• **Task goal**: In the forum post below, what did the man who picked up the dog do at the faucet on the side of the house?

• **Document**:
══════
# Grrrrr....... Just Venting......



## apbtmom76 (Nov 4, 2008)

OMG, so last night the b/f, myself, the roommate's daughter and I were sitting here chillin, watching t.v, the roommate had just pulled up from work, she came in and set all her stuff down when I heard yelping, and not like a dog was getting beat or something it sounded as if it was in pain.

I rush outside and there is a car stopped in front of the mailboxes and a youger black girl running towards me, I look to the road and see a little weinie dog screaming in the road and the hispanic people that owned are just standing in the front yard looking at it, there was a guy out there trying to pick it up, the dog and snapped at him, OMG OMG guess what this guy did, he started kicking the dog to get it out of the street, not nudging it, KICKING it, like it was a piece of trash or something.

OMG I saw red, I screamed at the guy to stop kicking the dog or I was gonna punch him, the b/f and the roommate's daughter had come outside by this time, she called 911, nothing or noone showed up but we still called. After I told the guy that if he kicked the dog again I was gonna punch him, he reached down to pick the dog up again and it went limp and the tongue lolled out of his mouth. I was yelling at the people in the yard, if the damn dog was in a real fenced yard or at least had a leash on while it was out front THIS wouldn't have happened. All of them looking at me like I'm stupid, just some random crazy white chick screaming in a language they don't understand, grrrrrrrrrrrrr.

So I stand outside for a bit and watch, the b/f told me to come int he house cause I was still talking mad crap to these people, as I'm standing at the screen door I watch the guy that picked up the dog go to the faucet on the side of the house, wash the dog off and leave it there, they never left to bury it or take it to the vet or anything, they didn't even care, I was sooooo upset I was in tears, and it wasn't even my dog.

I just wnt to say I HATE irresponisble owners and people that don't care enough about a dogs life than to kick it while it's hurt and possibly dying. RIP little pooch youdidn't deserve to die that way or to be owned by horrible owners. I cried and said a nice thought for you.
══════
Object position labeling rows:
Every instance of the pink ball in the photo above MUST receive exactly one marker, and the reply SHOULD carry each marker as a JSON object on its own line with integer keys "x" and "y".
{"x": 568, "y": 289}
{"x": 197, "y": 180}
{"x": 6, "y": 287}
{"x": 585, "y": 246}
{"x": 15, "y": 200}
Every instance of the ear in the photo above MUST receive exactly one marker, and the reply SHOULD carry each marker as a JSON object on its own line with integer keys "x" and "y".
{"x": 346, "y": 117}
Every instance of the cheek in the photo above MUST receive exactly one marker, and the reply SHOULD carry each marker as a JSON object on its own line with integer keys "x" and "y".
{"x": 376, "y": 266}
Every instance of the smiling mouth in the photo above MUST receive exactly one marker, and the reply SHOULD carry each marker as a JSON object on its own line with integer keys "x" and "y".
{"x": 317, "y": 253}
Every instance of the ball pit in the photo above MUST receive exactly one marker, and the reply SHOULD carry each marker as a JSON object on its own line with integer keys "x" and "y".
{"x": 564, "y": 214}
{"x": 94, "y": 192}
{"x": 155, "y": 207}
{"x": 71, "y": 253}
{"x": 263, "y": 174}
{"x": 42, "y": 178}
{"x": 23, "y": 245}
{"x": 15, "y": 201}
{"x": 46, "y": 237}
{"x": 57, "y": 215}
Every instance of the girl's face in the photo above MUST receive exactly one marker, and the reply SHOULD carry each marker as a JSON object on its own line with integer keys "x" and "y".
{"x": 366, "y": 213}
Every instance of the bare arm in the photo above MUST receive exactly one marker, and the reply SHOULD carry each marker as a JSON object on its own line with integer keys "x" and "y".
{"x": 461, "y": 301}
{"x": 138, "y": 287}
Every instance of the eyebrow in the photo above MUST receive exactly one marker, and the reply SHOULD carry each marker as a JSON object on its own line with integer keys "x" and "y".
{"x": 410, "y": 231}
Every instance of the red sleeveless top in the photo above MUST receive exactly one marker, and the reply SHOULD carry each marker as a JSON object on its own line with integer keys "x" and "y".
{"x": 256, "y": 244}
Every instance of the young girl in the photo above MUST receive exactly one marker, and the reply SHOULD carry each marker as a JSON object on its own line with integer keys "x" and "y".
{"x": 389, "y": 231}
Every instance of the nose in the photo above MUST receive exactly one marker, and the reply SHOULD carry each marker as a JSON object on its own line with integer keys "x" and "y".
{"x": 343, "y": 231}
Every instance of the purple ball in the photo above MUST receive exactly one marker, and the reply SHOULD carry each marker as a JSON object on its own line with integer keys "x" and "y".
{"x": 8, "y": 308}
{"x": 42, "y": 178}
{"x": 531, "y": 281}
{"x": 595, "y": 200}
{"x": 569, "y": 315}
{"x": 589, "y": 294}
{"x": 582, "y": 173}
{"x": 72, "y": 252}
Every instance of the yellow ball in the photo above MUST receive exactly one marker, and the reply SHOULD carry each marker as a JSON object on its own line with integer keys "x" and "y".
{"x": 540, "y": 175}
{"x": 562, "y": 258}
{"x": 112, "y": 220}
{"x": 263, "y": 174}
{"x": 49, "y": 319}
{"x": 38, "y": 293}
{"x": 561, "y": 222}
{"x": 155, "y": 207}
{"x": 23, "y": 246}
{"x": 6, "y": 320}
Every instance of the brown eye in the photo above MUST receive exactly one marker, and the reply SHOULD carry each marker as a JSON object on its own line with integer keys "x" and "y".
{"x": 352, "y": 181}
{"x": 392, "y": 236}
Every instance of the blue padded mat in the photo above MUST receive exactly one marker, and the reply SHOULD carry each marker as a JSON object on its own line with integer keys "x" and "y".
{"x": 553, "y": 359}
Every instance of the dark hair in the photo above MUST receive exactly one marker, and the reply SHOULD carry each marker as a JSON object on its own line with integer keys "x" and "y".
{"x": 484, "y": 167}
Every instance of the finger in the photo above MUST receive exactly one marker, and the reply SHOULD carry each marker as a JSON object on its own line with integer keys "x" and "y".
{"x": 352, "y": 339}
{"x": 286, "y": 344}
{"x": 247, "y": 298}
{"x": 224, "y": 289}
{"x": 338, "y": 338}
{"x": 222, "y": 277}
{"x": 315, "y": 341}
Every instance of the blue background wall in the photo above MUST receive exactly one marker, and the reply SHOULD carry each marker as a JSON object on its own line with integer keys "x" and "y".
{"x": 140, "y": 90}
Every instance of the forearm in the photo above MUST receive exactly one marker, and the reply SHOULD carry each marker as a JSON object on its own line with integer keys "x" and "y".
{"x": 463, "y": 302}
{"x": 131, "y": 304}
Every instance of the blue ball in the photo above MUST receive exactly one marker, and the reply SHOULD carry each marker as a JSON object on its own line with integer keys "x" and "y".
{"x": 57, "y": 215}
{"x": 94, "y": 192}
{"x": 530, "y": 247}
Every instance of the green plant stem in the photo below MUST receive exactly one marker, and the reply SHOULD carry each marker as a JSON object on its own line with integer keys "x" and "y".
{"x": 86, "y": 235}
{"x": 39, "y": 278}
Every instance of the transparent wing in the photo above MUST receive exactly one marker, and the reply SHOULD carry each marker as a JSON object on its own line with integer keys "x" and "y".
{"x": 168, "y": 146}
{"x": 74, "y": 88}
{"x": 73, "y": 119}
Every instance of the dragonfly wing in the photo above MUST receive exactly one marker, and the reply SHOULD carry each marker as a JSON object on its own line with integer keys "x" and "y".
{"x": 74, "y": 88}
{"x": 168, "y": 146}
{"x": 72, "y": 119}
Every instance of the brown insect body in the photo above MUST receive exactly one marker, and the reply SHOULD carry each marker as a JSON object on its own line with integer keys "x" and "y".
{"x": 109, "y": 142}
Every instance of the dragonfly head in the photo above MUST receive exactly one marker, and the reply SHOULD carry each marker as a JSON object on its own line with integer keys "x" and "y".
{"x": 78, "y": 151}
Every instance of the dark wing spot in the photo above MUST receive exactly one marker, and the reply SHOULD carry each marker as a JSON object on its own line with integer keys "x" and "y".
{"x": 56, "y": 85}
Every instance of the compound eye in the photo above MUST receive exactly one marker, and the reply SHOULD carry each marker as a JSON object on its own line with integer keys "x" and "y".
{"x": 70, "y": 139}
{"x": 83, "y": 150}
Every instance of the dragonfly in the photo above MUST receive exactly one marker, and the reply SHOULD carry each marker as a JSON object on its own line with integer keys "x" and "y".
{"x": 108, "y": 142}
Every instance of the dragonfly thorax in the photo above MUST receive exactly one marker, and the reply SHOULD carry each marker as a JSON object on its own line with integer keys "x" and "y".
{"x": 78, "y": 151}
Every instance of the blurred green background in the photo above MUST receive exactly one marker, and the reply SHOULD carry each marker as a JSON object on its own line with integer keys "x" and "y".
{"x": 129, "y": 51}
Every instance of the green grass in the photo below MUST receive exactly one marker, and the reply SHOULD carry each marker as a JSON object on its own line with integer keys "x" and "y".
══════
• **Reply to the task**: He washed the dog off and left it there.